── PROVIDED DATA

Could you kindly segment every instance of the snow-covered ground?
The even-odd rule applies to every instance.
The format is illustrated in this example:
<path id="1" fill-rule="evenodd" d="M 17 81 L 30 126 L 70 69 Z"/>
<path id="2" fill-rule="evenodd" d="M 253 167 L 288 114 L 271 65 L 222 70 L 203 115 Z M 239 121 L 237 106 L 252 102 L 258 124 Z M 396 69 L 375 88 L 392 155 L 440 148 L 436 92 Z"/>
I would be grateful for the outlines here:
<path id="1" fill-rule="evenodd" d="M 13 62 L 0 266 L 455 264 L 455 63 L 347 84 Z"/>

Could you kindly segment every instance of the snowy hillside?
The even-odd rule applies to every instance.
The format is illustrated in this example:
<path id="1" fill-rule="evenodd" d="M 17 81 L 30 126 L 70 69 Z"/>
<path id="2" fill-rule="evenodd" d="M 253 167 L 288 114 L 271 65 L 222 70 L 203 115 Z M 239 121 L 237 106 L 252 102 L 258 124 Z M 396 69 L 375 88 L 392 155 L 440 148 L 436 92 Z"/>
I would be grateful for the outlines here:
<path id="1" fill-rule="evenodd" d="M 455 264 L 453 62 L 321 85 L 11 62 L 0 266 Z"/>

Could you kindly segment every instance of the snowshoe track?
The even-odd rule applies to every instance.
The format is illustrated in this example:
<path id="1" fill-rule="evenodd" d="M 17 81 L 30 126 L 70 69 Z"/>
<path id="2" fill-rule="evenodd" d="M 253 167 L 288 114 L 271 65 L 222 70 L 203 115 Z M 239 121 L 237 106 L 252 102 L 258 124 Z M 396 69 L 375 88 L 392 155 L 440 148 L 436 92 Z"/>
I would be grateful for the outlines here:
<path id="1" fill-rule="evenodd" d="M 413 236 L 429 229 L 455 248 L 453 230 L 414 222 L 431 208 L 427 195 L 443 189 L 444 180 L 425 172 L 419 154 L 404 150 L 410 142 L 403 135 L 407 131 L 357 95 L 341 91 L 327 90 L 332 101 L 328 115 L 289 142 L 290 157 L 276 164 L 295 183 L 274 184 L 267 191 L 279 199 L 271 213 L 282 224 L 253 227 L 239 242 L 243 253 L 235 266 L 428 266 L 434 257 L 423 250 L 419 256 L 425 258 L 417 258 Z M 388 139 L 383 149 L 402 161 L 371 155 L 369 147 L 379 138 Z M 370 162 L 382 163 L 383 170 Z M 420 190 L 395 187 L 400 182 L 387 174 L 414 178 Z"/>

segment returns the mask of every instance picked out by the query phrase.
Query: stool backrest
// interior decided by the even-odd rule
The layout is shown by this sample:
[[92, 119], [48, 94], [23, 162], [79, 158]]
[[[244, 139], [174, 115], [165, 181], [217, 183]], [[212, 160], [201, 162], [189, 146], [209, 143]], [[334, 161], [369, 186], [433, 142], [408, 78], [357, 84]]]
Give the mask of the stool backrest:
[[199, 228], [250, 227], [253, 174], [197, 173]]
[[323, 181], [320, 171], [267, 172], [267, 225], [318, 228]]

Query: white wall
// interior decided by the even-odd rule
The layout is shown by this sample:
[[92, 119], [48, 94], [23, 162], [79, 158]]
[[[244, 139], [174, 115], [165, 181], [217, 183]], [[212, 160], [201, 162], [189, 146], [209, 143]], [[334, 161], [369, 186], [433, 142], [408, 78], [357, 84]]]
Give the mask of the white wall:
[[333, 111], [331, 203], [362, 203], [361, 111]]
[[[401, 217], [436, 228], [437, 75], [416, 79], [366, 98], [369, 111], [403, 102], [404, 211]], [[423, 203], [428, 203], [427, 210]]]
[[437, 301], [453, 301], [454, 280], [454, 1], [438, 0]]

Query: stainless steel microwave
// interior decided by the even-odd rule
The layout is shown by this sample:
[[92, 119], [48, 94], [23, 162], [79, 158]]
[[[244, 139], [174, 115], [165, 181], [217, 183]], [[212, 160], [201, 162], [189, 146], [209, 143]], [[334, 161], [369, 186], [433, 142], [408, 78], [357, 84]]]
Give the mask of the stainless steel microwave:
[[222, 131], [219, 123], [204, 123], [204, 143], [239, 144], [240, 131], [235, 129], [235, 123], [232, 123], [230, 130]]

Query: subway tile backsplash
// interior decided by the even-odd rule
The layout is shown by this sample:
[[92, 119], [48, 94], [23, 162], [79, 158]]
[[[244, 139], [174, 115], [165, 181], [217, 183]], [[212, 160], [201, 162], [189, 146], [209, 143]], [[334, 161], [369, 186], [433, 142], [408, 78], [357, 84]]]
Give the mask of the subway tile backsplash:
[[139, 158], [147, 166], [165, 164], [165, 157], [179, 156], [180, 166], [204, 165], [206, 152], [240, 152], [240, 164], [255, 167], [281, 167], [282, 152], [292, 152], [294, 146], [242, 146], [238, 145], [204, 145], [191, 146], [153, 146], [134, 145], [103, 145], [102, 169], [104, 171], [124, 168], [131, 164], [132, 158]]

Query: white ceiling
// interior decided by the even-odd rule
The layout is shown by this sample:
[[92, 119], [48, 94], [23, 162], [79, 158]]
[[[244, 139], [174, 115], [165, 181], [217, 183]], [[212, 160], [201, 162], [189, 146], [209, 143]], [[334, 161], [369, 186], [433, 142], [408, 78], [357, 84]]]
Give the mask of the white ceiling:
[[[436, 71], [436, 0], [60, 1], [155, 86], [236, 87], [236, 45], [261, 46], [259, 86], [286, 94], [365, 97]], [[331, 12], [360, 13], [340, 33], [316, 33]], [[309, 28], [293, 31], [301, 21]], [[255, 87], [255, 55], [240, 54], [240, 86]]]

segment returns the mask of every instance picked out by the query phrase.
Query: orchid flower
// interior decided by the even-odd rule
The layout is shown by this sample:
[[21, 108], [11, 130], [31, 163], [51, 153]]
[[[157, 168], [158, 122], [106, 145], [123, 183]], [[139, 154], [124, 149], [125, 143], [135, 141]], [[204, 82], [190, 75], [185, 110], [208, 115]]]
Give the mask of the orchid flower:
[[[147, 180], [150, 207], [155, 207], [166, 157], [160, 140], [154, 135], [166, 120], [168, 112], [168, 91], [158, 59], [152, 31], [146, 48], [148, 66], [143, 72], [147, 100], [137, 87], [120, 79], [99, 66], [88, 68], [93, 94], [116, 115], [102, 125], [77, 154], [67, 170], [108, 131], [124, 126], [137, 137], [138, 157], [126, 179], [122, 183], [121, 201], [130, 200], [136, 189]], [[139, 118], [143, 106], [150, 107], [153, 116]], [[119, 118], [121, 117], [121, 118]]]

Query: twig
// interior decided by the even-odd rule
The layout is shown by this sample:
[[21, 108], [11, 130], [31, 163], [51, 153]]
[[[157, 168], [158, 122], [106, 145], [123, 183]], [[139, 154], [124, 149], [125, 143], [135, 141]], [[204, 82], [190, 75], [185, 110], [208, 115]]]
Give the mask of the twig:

────

◆ **EXERCISE GOAL**:
Rewrite the stretch of the material from the line containing "Query: white ceiling" through the line containing "54], [240, 86]]]", changing "layout" to "format" and leaving everything else as it is.

◆ **RESPONSE**:
Query: white ceiling
// interior decided by the even-odd rule
The format is shown by this sample:
[[92, 119], [48, 94], [23, 162], [79, 158]]
[[[244, 139], [174, 115], [165, 181], [217, 183]], [[212, 160], [201, 162], [189, 146], [209, 143]], [[334, 161], [369, 186], [433, 142], [408, 78], [357, 84]]]
Give the mask of the white ceiling:
[[[436, 71], [436, 0], [60, 1], [155, 86], [236, 87], [236, 45], [261, 46], [259, 86], [286, 94], [365, 97]], [[331, 12], [360, 13], [340, 33], [316, 33]], [[309, 28], [293, 31], [301, 21]], [[255, 87], [255, 55], [240, 54], [240, 86]]]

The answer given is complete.